TASKS AND EXERCISES »
1. According to the article on 2026 marketing trends, what is global inflation forecast to ease to in 2026?
2. Translate this sentence from the article on 2026 marketing trends into French: "Inflation is cooling, consumers are still bruised, AI is everywhere and trust is scarce."

TEXT FOR ANALYSIS »

= = = = = = =

MAM
Humans hesitate, bots decide: 2026 to reset the rules of marketing
MUMBAI: Performance marketing is entering a harder, sharper, more automated era. Inflation is cooling, consumers are still bruised, AI is everywhere and trust is scarce. The result: fewer vanity metrics, more machine-led buying and a ruthless focus on returns. That is the thrust of a 2026 trends report by affect, a growth marketing agency, which synthesises more than 100 industry studies into 70 “trend facts” spanning the economy, media, technology and business.
The macro mood is cautiously steadier but fragile. Global inflation is forecast to ease from 4.2 per cent in 2025 to 3.6 per cent in 2026, yet consumers feel an “inflation echo” from cumulative price rises. Seventy-three per cent of those who feel worse off blame living costs. A basket that cost $100 in 2023 will cost $106 in 2026. Healthcare prices are up 5.4 per cent, snacks and confectionery 4.9 per cent and non-alcoholic drinks 3.6 per cent. Seventy-four per cent worldwide worry about everyday costs, now a bigger concern than climate change or unemployment.

= = = = = = =

ENTRIES SHOWN »

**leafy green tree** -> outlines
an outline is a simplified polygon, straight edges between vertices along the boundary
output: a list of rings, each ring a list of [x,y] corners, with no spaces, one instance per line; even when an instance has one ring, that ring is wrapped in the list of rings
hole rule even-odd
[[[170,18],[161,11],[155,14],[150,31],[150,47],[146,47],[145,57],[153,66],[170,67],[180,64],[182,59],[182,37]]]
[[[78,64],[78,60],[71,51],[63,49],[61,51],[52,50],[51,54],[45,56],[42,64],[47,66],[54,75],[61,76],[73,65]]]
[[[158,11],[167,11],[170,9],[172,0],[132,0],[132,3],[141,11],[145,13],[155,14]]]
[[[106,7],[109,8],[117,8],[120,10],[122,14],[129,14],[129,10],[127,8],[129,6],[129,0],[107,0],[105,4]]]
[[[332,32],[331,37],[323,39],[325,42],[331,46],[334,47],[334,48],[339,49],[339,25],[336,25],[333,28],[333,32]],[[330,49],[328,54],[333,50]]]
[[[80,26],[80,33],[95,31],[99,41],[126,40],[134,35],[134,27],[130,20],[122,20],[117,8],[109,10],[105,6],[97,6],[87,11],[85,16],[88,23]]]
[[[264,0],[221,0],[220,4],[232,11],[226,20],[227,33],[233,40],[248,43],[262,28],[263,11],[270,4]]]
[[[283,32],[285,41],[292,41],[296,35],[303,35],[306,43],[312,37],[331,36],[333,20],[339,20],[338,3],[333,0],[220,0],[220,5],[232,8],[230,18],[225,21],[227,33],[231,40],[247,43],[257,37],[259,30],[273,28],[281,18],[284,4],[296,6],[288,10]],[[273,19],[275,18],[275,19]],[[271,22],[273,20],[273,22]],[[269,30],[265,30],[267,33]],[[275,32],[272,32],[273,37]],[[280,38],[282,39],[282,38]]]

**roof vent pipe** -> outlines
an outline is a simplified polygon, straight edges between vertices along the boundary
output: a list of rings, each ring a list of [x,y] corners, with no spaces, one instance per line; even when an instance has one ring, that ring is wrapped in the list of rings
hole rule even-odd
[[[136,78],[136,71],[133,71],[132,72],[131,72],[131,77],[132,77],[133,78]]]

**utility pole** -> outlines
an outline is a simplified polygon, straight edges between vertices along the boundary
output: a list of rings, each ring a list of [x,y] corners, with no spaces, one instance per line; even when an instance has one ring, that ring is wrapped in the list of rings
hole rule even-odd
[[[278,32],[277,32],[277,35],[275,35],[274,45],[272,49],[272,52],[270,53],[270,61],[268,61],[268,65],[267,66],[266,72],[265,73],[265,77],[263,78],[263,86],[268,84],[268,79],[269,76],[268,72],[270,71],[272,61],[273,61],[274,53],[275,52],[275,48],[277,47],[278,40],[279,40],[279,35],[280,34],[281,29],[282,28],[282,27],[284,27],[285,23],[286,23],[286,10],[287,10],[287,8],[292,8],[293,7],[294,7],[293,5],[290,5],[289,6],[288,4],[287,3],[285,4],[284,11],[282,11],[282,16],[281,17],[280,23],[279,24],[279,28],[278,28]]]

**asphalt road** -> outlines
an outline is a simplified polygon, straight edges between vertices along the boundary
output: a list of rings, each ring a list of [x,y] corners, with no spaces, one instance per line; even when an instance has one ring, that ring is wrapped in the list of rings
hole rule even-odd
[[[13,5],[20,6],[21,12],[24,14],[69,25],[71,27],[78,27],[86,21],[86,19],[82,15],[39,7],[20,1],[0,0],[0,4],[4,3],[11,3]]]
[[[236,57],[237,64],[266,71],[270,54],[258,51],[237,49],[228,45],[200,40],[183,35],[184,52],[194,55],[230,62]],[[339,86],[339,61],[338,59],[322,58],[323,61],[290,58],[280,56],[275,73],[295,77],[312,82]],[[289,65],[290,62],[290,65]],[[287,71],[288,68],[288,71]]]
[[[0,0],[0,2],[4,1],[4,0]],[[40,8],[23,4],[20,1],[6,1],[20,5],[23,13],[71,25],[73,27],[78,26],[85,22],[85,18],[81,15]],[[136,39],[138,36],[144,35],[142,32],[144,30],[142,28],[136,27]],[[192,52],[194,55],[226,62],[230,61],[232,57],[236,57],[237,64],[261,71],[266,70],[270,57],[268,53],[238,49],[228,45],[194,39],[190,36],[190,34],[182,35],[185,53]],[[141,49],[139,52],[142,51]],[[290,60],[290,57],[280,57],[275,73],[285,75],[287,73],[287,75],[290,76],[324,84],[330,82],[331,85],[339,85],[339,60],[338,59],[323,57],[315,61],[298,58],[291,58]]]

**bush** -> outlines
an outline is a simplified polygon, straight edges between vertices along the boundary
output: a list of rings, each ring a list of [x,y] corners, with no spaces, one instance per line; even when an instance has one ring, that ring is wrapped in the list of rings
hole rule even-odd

= = = = = = =

YOUR RESPONSES »
1. 3.6 per cent

2. L'inflation ralentit, les consommateurs restent meurtris, l'IA est partout et la confiance se fait rare.